DESCRIPTION OF THE TASK
Rewrite the material beginning at the line that contains "of the blue" and ending with the line that contains "x=493, y=357", changing "protective film" to "plastic wrap" and leaving everything else unchanged.

--- --- ---

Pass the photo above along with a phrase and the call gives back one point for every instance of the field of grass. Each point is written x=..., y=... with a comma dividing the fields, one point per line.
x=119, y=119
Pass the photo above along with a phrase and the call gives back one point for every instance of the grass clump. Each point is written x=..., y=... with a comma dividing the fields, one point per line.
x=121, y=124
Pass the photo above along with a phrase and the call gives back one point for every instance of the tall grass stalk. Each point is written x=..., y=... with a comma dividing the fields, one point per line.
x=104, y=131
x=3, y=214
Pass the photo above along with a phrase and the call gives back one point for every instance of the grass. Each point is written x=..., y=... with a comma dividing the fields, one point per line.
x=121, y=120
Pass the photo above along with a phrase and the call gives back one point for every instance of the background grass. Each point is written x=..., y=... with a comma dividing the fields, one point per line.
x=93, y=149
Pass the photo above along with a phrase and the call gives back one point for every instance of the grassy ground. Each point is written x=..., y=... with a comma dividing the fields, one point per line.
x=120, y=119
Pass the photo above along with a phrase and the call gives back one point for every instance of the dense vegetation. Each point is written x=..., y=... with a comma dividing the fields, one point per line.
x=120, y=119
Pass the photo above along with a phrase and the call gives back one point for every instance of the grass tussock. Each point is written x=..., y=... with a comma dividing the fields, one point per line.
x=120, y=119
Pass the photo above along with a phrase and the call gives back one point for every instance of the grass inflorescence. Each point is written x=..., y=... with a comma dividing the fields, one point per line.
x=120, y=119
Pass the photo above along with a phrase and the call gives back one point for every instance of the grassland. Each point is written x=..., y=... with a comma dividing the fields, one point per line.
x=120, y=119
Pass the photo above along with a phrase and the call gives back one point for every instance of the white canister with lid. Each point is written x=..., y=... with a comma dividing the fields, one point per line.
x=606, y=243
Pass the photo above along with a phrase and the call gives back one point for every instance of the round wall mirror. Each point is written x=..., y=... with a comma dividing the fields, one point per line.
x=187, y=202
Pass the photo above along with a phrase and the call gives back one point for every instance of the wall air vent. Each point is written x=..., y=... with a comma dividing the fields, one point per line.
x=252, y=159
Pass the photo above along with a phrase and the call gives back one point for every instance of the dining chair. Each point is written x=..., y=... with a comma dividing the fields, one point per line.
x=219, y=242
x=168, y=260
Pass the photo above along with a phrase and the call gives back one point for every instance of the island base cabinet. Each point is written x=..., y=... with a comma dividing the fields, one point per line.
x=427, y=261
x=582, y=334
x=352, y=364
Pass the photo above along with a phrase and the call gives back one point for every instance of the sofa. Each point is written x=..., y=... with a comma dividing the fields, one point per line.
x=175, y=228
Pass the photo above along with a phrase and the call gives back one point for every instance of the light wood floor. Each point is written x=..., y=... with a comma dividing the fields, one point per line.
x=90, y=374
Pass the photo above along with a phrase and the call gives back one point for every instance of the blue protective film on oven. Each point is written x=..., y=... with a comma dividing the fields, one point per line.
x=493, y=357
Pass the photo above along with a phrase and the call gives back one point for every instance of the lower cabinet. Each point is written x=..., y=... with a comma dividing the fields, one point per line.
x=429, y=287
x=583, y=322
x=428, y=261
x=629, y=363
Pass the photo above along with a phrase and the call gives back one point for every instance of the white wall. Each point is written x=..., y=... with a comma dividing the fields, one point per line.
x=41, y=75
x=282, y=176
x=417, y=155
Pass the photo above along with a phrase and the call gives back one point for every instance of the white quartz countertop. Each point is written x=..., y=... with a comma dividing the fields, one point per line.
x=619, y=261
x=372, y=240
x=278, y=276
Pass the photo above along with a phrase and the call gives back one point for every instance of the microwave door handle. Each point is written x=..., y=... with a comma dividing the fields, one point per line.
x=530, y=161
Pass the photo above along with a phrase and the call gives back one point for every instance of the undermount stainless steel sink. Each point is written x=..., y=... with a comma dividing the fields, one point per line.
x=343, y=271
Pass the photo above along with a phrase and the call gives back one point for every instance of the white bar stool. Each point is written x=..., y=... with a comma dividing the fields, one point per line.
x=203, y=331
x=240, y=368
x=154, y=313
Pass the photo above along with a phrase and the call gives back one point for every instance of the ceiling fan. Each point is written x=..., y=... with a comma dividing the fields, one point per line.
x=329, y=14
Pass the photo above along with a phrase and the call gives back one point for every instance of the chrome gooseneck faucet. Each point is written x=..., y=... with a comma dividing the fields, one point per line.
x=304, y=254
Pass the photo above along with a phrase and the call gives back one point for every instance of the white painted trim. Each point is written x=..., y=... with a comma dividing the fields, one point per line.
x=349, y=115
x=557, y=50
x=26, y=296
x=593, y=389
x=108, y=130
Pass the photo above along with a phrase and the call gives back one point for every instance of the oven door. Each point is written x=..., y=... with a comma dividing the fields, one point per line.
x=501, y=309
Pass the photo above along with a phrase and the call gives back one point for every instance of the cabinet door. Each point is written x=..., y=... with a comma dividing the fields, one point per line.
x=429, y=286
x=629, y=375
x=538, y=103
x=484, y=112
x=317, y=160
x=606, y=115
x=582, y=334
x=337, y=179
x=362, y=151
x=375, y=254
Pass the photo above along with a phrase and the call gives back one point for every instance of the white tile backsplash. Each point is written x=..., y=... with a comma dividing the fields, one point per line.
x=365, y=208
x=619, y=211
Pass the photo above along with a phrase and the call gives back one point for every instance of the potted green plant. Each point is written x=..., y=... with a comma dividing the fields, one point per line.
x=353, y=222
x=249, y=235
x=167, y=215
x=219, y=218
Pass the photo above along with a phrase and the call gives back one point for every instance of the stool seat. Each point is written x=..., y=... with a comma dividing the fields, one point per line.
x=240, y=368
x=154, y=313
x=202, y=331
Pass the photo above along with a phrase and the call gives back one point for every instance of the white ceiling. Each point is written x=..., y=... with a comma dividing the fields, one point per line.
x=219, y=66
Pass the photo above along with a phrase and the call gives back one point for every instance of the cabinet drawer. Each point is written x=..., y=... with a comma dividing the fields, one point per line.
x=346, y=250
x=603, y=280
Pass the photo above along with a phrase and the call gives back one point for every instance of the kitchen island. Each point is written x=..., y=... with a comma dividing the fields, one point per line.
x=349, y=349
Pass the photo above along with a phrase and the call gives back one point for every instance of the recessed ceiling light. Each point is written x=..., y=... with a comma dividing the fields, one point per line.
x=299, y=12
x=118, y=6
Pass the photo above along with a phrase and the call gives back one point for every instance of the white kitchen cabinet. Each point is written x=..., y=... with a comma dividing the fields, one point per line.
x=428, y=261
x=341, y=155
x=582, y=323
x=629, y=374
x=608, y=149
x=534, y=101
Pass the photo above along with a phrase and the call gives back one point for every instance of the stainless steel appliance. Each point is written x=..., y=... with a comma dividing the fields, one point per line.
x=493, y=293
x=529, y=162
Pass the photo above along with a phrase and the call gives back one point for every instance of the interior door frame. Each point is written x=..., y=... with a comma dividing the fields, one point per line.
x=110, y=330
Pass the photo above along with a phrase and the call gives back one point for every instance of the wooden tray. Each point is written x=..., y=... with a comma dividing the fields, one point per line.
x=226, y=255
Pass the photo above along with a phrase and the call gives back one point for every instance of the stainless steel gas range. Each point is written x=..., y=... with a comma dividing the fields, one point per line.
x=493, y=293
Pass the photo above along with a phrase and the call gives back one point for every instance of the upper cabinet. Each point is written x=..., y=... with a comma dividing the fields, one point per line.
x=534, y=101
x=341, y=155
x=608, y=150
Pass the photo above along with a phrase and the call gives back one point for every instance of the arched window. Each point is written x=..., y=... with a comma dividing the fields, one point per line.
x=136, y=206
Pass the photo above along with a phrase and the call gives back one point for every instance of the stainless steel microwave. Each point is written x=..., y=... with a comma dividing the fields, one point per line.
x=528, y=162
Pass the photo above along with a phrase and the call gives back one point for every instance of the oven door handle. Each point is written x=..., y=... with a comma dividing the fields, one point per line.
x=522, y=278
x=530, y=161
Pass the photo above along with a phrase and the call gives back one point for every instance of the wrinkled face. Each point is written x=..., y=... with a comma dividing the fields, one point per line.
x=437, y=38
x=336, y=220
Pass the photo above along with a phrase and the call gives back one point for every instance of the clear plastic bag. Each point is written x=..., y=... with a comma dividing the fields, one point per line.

--- --- ---

TASK RESULT
Pass the photo above along with a phrase and the call gives back one point for every instance of the blue plastic wrap on oven. Each point is written x=..., y=... with a comma dividing the fields, one point per line.
x=493, y=357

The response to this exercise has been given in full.